Stated goal => Pull out every line in the items below that contains the word "magnifying".

Task data =>
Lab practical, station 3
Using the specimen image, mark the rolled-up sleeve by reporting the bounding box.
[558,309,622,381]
--
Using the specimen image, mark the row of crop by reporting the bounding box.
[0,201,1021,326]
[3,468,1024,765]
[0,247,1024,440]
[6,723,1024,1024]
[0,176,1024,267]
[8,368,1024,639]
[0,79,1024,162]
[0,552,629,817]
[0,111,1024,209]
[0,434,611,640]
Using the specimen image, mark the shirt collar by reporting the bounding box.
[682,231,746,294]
...
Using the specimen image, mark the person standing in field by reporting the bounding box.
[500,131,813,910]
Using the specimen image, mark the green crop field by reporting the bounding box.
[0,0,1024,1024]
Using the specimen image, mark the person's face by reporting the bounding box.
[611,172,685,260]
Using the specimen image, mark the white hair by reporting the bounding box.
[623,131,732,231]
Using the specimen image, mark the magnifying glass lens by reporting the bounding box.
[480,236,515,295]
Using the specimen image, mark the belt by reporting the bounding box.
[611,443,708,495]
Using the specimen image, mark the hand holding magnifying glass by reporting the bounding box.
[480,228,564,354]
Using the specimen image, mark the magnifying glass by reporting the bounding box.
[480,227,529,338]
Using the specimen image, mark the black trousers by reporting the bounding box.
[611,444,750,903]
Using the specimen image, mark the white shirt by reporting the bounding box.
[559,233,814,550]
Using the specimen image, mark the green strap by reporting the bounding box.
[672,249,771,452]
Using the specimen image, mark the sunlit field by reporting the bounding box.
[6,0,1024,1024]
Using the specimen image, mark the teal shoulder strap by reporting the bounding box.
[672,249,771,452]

Written reply =>
Using the specimen image, mark the magnifying glass lens by reporting the bounding box.
Using the specimen image, mark the hand holding magnifying glass by reporting the bounding box.
Using the specimen image, mark the magnifying glass by reporting the bounding box.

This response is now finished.